(Records)
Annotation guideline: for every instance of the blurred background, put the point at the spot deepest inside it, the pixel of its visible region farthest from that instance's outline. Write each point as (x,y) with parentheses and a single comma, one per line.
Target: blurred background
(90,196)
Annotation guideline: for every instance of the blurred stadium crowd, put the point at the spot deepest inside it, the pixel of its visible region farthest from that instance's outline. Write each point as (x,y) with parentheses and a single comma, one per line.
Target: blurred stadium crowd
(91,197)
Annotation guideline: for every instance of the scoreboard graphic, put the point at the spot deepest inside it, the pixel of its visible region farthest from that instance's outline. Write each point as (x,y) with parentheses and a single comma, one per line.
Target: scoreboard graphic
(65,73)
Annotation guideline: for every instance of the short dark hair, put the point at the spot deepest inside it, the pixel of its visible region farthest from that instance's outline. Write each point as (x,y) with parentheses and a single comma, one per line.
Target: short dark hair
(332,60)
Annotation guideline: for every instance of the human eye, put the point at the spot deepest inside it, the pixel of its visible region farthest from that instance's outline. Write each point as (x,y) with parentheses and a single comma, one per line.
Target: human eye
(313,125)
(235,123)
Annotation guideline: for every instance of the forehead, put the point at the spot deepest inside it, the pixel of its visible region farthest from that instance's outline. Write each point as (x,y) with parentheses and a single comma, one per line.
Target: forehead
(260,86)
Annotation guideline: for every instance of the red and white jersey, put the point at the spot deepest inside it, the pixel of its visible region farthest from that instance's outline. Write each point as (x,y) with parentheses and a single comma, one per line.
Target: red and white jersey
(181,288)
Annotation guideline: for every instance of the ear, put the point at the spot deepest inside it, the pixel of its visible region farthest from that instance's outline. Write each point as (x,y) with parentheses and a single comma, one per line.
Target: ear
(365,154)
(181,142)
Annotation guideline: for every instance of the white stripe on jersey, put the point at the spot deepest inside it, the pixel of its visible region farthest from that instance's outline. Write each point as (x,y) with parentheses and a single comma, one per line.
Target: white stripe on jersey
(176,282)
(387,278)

# Task directions
Please render the lines above as a JSON list of strings, one string per line and blank lines omitted. Begin with the line containing "Annotation guideline: for every instance of the red" and continue through the end of the items, including only those lines.

# Output for this task
[
  "Annotation guideline: for every instance of the red and white jersey, put the point at the spot deepest inside it, the pixel of its visible region farthest from that instance's outline. Write each point as (x,y) with parentheses and a single comma, one per line.",
  "Target: red and white jersey",
  "(181,288)",
  "Annotation guideline: for every instance of the ear, put the point at the spot deepest inside it, the pixel of its visible region farthest from that instance's outline. Write each point as (x,y) with parentheses and a single comma, one per line.",
  "Target: ear",
  "(365,154)",
  "(181,142)",
  "Annotation guideline: for every instance of the white stripe on jersey, put the point at the spot deepest inside it, the pixel of its visible region farthest from that instance's outline. Write each point as (x,y) with parentheses and a single comma, one per line.",
  "Target: white stripe on jersey",
  "(176,282)",
  "(387,278)"
]